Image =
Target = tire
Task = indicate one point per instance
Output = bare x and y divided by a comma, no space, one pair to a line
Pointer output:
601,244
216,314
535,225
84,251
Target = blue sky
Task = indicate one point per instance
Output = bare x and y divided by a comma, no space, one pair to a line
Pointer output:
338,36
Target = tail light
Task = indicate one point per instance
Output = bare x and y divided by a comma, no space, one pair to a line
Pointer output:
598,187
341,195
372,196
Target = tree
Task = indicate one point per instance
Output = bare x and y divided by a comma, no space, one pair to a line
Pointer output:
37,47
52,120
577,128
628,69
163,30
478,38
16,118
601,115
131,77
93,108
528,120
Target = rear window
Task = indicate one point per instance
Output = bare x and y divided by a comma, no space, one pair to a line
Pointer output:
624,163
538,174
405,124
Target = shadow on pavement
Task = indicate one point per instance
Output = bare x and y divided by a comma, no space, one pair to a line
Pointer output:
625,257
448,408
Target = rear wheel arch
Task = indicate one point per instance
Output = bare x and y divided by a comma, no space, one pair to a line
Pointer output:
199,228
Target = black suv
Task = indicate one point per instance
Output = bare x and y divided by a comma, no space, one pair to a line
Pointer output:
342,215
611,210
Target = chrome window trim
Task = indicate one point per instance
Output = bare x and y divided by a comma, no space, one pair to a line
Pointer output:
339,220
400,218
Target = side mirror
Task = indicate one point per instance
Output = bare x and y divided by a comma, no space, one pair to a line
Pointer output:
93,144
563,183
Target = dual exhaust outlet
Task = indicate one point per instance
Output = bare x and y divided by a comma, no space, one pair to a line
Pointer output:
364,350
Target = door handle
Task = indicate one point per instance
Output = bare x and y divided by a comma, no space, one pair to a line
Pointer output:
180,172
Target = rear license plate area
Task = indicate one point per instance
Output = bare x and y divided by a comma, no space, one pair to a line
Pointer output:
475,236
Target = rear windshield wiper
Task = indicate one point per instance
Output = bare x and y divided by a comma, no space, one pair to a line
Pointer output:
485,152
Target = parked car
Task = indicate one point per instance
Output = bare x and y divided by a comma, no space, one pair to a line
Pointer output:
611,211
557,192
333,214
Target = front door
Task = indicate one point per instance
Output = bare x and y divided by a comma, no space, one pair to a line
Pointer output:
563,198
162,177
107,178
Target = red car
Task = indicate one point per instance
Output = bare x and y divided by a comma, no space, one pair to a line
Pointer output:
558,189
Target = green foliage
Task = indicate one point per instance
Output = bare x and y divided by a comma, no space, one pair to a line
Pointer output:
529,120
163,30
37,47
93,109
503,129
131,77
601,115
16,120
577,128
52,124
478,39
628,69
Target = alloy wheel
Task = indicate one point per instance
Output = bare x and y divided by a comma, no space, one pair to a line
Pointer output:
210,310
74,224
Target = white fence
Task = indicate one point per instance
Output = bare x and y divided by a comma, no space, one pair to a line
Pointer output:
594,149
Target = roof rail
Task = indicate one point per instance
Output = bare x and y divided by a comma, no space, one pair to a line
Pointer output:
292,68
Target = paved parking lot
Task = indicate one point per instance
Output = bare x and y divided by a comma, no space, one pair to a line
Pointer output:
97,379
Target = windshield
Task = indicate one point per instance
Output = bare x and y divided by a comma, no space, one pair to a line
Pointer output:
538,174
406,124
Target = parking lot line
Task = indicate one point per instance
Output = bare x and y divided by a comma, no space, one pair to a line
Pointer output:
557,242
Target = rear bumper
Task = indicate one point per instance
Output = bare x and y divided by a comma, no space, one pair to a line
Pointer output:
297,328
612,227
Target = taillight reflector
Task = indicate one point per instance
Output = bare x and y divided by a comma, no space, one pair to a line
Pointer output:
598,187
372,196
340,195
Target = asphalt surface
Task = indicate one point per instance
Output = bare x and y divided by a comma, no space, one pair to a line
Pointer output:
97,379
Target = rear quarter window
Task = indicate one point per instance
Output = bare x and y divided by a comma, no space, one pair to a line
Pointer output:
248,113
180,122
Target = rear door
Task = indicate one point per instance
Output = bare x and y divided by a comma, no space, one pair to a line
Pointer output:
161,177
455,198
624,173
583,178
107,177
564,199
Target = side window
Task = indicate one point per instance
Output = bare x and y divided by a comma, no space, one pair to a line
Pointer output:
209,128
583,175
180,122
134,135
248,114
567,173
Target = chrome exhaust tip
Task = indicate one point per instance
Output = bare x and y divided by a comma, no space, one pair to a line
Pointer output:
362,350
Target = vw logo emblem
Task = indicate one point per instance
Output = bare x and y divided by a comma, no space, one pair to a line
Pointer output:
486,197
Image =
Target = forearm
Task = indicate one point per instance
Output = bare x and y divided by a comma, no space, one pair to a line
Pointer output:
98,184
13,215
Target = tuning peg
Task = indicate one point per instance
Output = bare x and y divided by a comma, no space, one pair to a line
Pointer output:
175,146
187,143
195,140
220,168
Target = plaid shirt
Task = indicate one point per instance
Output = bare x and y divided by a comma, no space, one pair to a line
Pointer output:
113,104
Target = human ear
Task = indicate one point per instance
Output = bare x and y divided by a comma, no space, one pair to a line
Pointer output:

# WRITTEN TASK:
Copy out every line of the entries above verbatim, from the first through the last, with nothing changed.

# EXERCISE SOLUTION:
Image =
Target = tire
Task = indicate one point per instance
Output = bare x and y divided by a comma, no space, one pair to a line
Pointer output:
601,244
216,314
535,225
84,251
Target = blue sky
Task = indicate one point per instance
Output = bare x and y divided by a comma, no space, one pair to a line
Pointer output:
338,36
Target = tail light
Task = indicate one point per instance
Output = bare x and y divided by a comma, no space, one pair to a line
Pointer output:
598,187
341,195
372,196
Target = tree
Task = indicate one point per instance
Output = bare x and y divided by a comma, no space, one pair to a line
Pointer output:
37,47
52,120
577,128
628,69
163,30
478,38
16,118
601,115
131,77
93,108
528,120
Target = rear window
Task = indicate one point per instance
Output = bare x and y divided by a comma, no space, one pair to a line
Pointer output:
624,163
538,174
405,124
Target = shadow on pavement
Task = indicate one point per instance
Output = bare x and y divided by a comma, no space, one pair to a line
Pointer output:
625,257
448,408
Target = rear wheel arch
Task = indicate one point per instance
Output = bare x and y divided by a comma, no space, one pair to a line
Pointer output:
199,228
Target = black suv
Task = indicate one point per instance
Output = bare x and y divided by a comma, no space, one pair to a line
Pointer output:
342,215
611,210
Target = chrome window trim
Task = indicate one point per instance
Output = bare x and y divided by a comma, no space, one pair to a line
Pointer output:
339,220
400,218
Target = side mirror
Task = indicate one point per instance
Output = bare x and y divided by a comma, no space, one pair to a line
Pointer output:
93,144
563,183
Target = dual exhaust outlet
Task = indicate one point per instance
Output = bare x and y divided by a comma, no space, one pair to a line
Pointer output:
364,350
Target = door handle
Task = indicate one point per instance
Output = bare x and y divided by a comma, no space, one pair to a line
Pointer output:
180,172
Target = rear license plate area
Task = indicate one point per instance
Output = bare x and y divided by a comma, no space, one pair to a line
Pointer output:
475,236
Target = rear windshield wiper
Task = indicate one point per instance
Output = bare x and y divided by a comma, no space, one pair to a line
Pointer output:
485,152
Target = parked car
Task = indicate one point per instance
Output = bare x and y divided by a comma, no space, one pair to a line
Pointer output:
611,211
557,192
333,214
Target = front door
Task = indicate one point per instance
Output = bare x and y divided by a comma, no space, one pair to a line
Pointer output:
563,198
162,177
107,178
Target = red car
Task = indicate one point per instance
Output = bare x and y divided by a comma, no space, one pair to a line
Pointer output:
558,189
Target = green foliage
Task = indicate one point per instance
Output = bare x and y divided by a comma, no space, one pair to a line
Pointer output:
529,120
163,30
37,47
93,109
503,129
131,77
601,115
16,120
577,128
52,124
478,39
628,69
Target = alloy wheel
Task = indicate one point per instance
Output = bare x and y divided by a comma, no space, one pair to a line
Pointer output:
210,310
74,224
Target = white fence
Task = indicate one point per instance
Output = bare x and y divided by a comma, no space, one pair to a line
Pointer output:
594,149
Target = roof rail
Task = indicate one point per instance
Output = bare x and y divided by a comma, no space, one pair to a line
Pointer output:
292,68
Target = paved parking lot
Task = indicate one point per instance
Output = bare x and y divided by a comma, no space, one pair to a line
Pointer output:
97,379
Target = windshield
Task = indicate one point per instance
Output = bare x and y divided by a comma, no space, one pair to a line
Pointer output:
538,174
406,124
Target = parking lot line
Task = indicate one point per instance
Output = bare x and y divided by a comma, no space, one pair to a line
Pointer output:
557,242
Target = rear bumper
Task = indicate one point per instance
Output = bare x and y divided by a comma, no space, one pair to a line
Pointer output:
297,328
612,227
Target = taillight reflector
Task = indicate one point per instance
Output = bare x and y divided by a comma, no space, one pair to a line
Pointer output:
598,187
372,196
340,195
Target = asphalt surface
Task = indicate one point per instance
Output = bare x and y divided by a comma, no space, one pair to a line
Pointer output:
97,379
Target = rear quarter window
Task = indicate one point per instance
Output = bare x and y divided by a comma, no space, one pair to a line
Pointer output:
248,113
180,122
Target = rear door
Task = indicate one point per instance
Output = bare x and y divided by a comma, no space, one pair to a line
Pointer output:
161,177
455,198
624,173
583,178
107,177
564,199
Target = side window
Task = indicate one point per instance
Output = bare x and y divided by a comma, no space, one pair to a line
Pointer output:
209,128
583,175
180,122
134,135
248,114
567,173
Target = chrome exhaust tip
Task = indicate one point per instance
Output = bare x and y divided by a comma, no space, one pair to a line
Pointer output:
362,350
Target = vw logo emblem
Task = indicate one point per instance
Output = bare x and y divided by a comma, no space, one pair to a line
Pointer output:
486,197
Image =
Target = forearm
Task = indicate one point per instance
Output = bare x and y divided by a comma, no space, one pair to a line
Pointer output:
98,184
13,215
Target = tuning peg
Task = indicate one point per instance
Output = bare x and y divided by a comma, no space, one pair to a line
Pointer output:
175,146
187,143
195,140
220,168
Target = plaid shirt
Task = indicate one point per instance
Output = bare x and y divided by a comma, no space, one pair to a line
Pointer output:
113,104
Target = human ear
Task = indicate one point per instance
Output = bare x and y divided by a comma, no space, one pair to a line
Pointer output:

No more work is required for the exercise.